● **Try it**:
Repeat every record exactly as written, but leave out the pictures.

● **Record excerpts**:
************
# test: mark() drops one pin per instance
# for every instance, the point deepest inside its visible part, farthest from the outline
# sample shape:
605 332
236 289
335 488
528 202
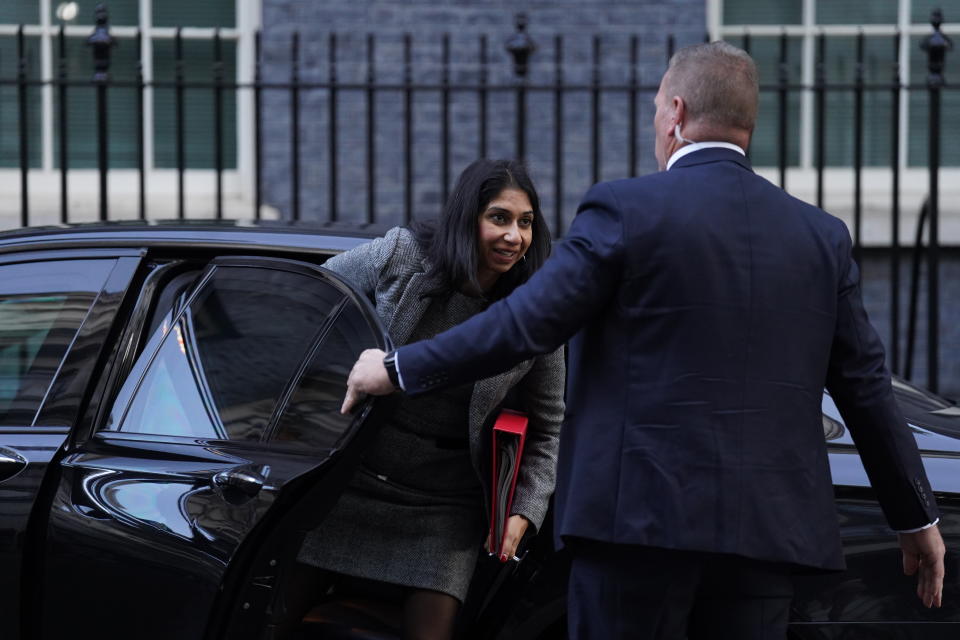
************
● **Written response**:
# test: mark() drops one pin per instance
# for every instance, the point deepest inside its visible part, farthest from the outline
# sample shape:
605 332
236 289
335 488
528 202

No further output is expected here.